# Problem statement:
In the passage on the shell ulimit test, reproduce word for word the stretch between "if (ulimit -n" and "any decent shell.", inclusive.

# Page extract:
Ah! Thanks. The light dawns. So my test was too strict. Can people
please try the following test instead? This parenthesizes the ":", so
that the shell need not preserve the stdin fd.
if (ulimit -n 10 && (:) <&-) 2>/dev/null
then echo OK
else echo Houston we have a problem
fi
This works for me with Bash and Dash (Ubuntu 10.10). On Solaris 10 it
works with /bin/sh and with ksh and zsh. It fails with pdksh and
ksh93 on Ubuntu 10.10; this isn't great, but it's good enough for a
tar test script. Eventually people can get around to fixing their
shells: the file-descriptor-10 trick is not needed for subprocesses,
so the above test should work in any decent shell.
> At this point, I think that tar should fix its testsuite to use a larger
> ulimit -n setting; 10 is just too small for most shells out there,
> whether or not you also consider this a shell bug.

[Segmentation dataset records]
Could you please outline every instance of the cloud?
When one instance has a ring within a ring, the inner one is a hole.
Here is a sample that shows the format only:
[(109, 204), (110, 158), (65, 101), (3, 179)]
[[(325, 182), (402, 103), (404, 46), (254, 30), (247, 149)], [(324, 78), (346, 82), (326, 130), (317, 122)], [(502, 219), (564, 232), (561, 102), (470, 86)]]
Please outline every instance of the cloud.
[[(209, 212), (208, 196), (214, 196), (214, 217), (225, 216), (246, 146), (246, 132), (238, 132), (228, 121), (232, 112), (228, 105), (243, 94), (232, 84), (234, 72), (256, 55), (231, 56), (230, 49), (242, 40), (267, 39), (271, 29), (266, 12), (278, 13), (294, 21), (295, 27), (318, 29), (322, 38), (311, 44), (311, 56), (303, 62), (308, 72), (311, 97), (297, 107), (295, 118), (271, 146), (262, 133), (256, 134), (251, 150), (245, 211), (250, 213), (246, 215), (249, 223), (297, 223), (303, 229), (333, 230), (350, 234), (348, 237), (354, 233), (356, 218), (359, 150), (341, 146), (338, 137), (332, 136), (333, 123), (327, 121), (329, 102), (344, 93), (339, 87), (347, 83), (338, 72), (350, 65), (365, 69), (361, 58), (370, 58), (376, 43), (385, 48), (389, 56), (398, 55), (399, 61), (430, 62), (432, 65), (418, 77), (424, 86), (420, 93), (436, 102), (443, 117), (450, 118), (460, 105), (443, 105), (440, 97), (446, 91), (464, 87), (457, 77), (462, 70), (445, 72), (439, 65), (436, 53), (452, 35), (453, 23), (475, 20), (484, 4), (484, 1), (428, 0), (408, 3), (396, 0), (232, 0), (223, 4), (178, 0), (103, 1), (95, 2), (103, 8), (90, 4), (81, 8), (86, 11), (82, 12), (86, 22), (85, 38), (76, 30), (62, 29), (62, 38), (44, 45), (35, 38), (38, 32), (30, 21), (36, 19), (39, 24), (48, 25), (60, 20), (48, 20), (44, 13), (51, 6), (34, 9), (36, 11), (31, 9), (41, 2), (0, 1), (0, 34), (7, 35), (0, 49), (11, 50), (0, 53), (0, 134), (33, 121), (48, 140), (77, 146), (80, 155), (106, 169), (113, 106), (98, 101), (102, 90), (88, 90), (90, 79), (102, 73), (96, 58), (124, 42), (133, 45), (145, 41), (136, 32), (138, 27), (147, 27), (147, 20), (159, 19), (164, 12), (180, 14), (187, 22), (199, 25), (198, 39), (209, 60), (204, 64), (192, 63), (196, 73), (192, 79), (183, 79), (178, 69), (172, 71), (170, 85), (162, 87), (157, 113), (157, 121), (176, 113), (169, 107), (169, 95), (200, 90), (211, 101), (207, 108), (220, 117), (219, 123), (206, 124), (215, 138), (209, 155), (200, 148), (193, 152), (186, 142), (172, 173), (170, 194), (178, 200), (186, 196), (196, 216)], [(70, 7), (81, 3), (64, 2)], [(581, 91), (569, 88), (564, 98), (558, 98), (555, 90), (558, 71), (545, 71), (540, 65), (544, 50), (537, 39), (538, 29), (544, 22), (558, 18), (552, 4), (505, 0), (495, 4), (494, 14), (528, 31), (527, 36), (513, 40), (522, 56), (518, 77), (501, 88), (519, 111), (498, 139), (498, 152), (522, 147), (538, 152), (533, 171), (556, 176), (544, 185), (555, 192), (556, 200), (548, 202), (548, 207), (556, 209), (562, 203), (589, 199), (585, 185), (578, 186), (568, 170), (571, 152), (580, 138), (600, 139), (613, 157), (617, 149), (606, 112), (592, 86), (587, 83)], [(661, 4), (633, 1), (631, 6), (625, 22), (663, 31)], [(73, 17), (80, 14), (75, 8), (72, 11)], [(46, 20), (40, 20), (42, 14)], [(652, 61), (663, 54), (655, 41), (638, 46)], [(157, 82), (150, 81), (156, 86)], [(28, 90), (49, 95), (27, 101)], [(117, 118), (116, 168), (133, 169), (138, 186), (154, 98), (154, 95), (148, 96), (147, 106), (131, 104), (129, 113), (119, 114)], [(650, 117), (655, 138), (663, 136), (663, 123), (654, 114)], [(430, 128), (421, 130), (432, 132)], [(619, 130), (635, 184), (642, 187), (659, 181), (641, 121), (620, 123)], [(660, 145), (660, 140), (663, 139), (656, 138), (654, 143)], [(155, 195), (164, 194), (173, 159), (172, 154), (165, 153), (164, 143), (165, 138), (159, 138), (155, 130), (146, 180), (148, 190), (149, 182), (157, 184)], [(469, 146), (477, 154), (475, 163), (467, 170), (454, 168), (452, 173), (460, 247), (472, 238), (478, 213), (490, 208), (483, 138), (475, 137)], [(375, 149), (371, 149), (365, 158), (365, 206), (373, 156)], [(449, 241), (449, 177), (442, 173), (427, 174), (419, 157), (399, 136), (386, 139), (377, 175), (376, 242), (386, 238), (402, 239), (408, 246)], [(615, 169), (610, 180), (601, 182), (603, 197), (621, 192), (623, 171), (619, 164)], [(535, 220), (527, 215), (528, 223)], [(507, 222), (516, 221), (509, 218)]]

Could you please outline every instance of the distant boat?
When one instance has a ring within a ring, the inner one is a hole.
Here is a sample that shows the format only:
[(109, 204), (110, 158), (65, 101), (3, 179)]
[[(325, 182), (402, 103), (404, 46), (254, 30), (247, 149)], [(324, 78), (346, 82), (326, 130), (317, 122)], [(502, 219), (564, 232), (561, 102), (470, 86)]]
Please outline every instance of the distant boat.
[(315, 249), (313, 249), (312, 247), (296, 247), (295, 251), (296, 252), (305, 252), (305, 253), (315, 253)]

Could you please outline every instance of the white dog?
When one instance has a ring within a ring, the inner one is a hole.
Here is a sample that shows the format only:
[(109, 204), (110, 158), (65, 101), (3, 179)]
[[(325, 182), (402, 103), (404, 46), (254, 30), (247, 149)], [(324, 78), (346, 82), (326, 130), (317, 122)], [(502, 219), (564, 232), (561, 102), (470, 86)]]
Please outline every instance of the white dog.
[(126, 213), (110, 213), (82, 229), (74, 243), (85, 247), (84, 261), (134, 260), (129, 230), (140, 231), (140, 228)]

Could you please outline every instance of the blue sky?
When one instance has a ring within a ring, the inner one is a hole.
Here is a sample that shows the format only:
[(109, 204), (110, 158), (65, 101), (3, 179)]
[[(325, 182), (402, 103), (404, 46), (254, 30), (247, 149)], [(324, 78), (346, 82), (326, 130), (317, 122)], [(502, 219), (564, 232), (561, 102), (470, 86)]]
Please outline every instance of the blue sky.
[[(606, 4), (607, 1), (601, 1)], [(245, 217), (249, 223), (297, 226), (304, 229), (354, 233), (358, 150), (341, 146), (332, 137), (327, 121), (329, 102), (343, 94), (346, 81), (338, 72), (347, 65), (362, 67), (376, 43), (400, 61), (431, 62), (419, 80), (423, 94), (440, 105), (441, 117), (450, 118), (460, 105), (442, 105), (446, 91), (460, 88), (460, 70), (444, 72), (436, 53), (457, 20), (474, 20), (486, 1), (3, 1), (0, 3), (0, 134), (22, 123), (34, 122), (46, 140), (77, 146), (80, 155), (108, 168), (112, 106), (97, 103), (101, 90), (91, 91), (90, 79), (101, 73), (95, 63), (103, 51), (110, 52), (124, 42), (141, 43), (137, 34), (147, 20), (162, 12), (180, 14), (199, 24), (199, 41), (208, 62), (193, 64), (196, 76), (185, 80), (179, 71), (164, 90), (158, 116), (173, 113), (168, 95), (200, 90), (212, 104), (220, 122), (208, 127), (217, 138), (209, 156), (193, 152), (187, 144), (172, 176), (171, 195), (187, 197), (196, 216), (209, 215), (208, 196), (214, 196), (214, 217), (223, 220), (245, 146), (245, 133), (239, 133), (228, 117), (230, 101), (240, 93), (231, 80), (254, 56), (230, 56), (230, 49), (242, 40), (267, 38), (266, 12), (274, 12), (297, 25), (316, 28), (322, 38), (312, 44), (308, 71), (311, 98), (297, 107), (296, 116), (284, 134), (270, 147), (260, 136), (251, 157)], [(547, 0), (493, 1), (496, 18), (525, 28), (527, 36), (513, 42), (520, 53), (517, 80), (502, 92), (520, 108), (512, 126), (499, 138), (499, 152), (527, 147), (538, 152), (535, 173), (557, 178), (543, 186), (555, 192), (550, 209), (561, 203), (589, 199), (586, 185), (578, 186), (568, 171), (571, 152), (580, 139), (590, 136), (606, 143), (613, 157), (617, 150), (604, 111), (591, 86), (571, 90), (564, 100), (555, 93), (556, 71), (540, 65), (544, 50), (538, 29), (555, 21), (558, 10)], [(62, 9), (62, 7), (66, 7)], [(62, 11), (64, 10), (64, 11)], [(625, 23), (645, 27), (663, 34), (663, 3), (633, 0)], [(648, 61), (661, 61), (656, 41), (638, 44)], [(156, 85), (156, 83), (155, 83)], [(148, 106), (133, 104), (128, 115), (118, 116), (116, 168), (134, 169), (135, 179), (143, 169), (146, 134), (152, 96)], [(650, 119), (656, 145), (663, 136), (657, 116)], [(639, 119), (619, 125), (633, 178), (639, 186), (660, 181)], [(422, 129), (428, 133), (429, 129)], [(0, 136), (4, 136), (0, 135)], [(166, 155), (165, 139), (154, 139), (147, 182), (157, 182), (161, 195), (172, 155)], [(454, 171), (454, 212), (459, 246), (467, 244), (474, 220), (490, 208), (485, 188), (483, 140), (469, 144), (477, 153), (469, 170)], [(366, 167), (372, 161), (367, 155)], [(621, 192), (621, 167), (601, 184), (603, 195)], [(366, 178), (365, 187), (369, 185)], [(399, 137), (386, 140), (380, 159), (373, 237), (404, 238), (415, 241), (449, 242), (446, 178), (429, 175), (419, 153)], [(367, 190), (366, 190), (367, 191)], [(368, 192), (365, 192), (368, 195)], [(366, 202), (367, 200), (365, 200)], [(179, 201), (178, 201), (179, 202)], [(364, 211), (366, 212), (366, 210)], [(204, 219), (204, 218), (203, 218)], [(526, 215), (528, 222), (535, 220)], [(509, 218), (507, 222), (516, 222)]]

# Task result:
if (ulimit -n 10 && (:) <&-) 2>/dev/null
then echo OK
else echo Houston we have a problem
fi
This works for me with Bash and Dash (Ubuntu 10.10). On Solaris 10 it
works with /bin/sh and with ksh and zsh. It fails with pdksh and
ksh93 on Ubuntu 10.10; this isn't great, but it's good enough for a
tar test script. Eventually people can get around to fixing their
shells: the file-descriptor-10 trick is not needed for subprocesses,
so the above test should work in any decent shell.